### WHAT YOU WILL DO
Your answer should be every line of the records that contains the word "from".

── PROVIDED INFORMATION

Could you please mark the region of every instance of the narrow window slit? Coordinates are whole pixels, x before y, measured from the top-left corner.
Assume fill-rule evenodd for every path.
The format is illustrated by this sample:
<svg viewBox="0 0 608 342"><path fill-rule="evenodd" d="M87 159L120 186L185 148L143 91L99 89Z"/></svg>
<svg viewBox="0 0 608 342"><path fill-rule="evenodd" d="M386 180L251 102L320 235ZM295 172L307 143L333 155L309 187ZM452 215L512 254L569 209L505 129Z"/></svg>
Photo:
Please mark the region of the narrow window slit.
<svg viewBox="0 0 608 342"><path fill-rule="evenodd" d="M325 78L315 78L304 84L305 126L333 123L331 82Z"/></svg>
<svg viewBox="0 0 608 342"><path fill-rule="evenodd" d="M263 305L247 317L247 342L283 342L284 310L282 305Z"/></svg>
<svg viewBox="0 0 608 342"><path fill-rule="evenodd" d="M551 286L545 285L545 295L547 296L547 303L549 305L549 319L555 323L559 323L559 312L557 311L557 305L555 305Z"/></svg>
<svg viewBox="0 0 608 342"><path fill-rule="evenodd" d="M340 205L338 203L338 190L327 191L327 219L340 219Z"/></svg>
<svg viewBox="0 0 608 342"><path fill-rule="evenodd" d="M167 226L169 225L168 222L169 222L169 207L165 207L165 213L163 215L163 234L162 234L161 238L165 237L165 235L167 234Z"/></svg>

────
── PROVIDED INFORMATION

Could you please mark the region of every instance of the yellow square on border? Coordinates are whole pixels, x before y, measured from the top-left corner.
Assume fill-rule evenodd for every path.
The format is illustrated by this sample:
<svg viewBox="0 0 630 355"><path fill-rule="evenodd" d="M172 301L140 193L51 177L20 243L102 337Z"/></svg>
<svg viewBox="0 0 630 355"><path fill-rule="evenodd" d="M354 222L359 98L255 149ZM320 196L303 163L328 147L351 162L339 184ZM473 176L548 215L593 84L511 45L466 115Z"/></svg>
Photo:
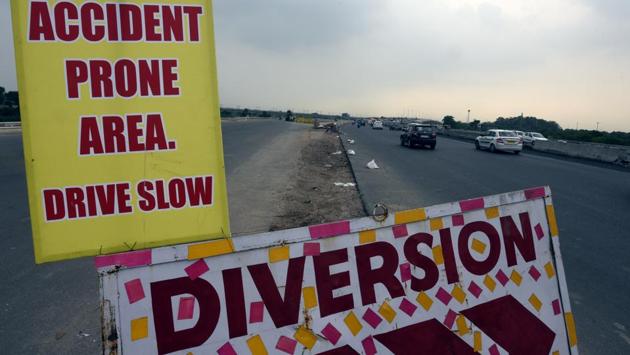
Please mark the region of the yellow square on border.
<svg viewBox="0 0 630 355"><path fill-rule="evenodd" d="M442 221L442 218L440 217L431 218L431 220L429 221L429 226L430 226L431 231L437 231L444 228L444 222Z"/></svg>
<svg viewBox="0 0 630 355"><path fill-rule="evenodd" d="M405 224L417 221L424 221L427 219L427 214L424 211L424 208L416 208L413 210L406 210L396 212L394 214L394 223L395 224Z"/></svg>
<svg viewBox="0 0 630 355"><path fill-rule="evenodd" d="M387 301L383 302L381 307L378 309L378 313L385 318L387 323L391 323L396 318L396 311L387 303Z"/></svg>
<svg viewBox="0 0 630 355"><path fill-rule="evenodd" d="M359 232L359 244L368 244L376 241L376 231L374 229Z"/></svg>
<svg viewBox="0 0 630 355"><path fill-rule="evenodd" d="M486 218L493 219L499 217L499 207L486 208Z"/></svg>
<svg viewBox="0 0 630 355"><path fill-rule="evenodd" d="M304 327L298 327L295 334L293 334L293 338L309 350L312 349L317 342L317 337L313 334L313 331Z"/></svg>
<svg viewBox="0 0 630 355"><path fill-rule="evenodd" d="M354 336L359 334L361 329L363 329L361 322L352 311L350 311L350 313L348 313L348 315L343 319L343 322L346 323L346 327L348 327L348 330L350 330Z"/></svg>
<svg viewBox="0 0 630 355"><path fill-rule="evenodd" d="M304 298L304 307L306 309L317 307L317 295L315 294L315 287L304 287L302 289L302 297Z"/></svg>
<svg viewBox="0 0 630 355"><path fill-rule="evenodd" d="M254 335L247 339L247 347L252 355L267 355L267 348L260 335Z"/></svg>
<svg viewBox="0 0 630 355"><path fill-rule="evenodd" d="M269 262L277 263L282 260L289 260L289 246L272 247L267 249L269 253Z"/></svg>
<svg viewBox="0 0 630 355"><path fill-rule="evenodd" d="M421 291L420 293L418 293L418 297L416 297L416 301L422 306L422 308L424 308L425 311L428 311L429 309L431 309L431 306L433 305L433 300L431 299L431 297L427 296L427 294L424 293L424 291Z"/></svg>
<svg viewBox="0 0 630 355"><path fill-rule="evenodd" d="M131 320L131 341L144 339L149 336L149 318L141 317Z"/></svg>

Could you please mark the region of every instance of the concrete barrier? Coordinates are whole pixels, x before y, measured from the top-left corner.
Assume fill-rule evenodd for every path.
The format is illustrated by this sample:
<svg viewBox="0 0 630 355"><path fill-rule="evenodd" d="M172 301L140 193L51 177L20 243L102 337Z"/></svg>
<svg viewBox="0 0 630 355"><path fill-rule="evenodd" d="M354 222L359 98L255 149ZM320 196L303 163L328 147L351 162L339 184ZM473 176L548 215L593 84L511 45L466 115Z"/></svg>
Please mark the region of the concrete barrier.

────

### OUTPUT OF THE TASK
Could you please mark the region of every instance of the narrow window slit? Coordinates are whole pixels, x before y, measured from the top-left corner.
Could you please mark the region of every instance of the yellow square on border? Coordinates are whole pixels, x before y, measured from the top-left corner.
Could you please mark the region of every instance of the concrete barrier? Coordinates are whole pixels, x before y, measured from the top-left corner.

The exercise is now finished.